Focus On: Emerging Markets

December 1, 2006

(Published 12/01/06) There are two ways to invest in emerging market funds. One is to choose a small allocation and stick with it through booms and busts. As these fluctuations will sometimes occur opposite the other investments, investors may experience a lower overall risk. With a buy and hold strategy, investors should rebalance after big market moves to maintain their small – say, 5% to 10% – emerging market allocation.

The other way is to invest a bit more than this permanent allocation, but only after significant weakness in emerging markets and widespread fear of crisis by investors occurs (i.e., when prices are dirt cheap). Such an active strategy would require lightening up after a big run-up in emerging markets (such as we did in our portfolios in recent years). This means a 20% allocation after an emerging market slide, lowered to perhaps 5% after significant gains.

We’re following the second plan – invest when down, and lighten (even to 0%) when up. However, there is nothing wrong with the first method for investors who don't have the time or the expertise to be active investors.

Sadly, too many investors follow plan 9 (from outer space) – they load up on emerging markets funds after a big 3-5 year run, only to get slammed by the eventual hit these markets will take. Then they sell low. We know this happens because funds in this category often have tax loss carry forwards on the books – ghosts of bad investments by investors.

We can tell we're probably near a market peak when all the past losses on the books of old emerging market funds are gone. Today, the Vanguard Emerging Market Index fund (VEIEX) – one of the largest (started in 1994) and a favorite here – has almost no capital gains on the books, even after a 5-year average ANNUALIZED return of 23%. That's one of the best performing funds in recent years, and as a group, shareholders haven’t made a dime. That should give you an idea of how badly fund investors time their buying and selling of emerging market funds. (Not to brag, but our other fund favorites in this category have beaten even this top–performing, low-fee emerging market index fund, and the bulk of all emerging market funds since we added them as favorites).

■ DATA FOR ANALYSIS:

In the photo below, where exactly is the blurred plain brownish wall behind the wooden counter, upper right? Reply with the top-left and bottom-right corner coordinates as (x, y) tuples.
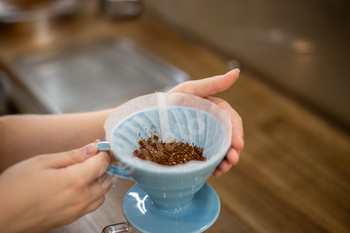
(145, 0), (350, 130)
* * *
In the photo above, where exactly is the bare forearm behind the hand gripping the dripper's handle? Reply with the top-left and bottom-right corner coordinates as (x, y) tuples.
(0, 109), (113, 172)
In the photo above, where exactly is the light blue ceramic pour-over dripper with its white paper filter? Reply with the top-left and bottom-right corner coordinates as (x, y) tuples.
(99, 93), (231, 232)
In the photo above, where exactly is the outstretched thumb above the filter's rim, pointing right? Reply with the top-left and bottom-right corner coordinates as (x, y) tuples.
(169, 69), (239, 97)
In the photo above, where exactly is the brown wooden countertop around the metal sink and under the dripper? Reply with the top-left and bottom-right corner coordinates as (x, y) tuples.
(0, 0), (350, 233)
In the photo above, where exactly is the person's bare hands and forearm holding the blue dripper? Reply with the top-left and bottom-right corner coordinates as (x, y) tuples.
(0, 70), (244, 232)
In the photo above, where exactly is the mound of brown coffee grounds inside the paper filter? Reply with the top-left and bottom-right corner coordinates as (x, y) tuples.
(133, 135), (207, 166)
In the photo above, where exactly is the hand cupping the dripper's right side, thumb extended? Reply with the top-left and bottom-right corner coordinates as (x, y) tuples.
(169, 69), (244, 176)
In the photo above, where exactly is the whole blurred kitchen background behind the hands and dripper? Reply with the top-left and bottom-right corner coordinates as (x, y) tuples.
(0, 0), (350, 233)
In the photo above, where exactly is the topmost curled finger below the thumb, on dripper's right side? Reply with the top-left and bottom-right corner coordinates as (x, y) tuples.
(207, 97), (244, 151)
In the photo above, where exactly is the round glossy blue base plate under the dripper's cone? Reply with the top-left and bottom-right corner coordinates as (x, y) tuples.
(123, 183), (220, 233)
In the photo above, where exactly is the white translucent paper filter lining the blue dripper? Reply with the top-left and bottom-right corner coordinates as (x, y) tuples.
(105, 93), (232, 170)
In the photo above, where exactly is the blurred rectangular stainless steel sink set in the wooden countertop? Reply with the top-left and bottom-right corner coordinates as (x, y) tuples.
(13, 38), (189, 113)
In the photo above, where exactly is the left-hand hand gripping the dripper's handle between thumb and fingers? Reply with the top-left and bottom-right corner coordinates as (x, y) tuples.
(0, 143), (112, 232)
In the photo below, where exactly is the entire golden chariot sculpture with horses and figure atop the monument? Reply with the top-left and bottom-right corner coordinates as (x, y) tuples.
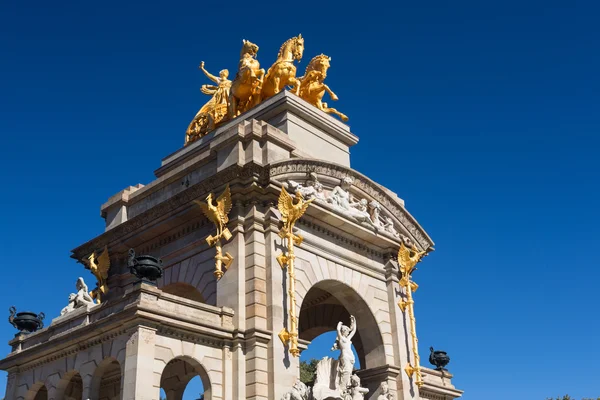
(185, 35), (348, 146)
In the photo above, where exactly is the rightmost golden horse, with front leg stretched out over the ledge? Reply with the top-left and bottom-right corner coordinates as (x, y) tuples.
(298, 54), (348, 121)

■ PROBLEMS AND TASKS:
1. In the emerging markets article, replace "allocation" with "position" throughout the passage that begins at "(Published 12/01/06) There" and ends after "after significant gains.".
2. According to the emerging markets article, why might holding a small emerging market allocation through booms and busts lower an investor's overall risk?
The items that come after the article are separate material.

■ ACTIVITY ANSWERS:
1.
(Published 12/01/06) There are two ways to invest in emerging market funds. One is to choose a small position and stick with it through booms and busts. As these fluctuations will sometimes occur opposite the other investments, investors may experience a lower overall risk. With a buy and hold strategy, investors should rebalance after big market moves to maintain their small – say, 5% to 10% – emerging market position.

The other way is to invest a bit more than this permanent position, but only after significant weakness in emerging markets and widespread fear of crisis by investors occurs (i.e., when prices are dirt cheap). Such an active strategy would require lightening up after a big run-up in emerging markets (such as we did in our portfolios in recent years). This means a 20% position after an emerging market slide, lowered to perhaps 5% after significant gains.

2. The swings in emerging markets will sometimes move opposite the investor's other investments. Because of that, a small allocation held steadily can lower overall risk.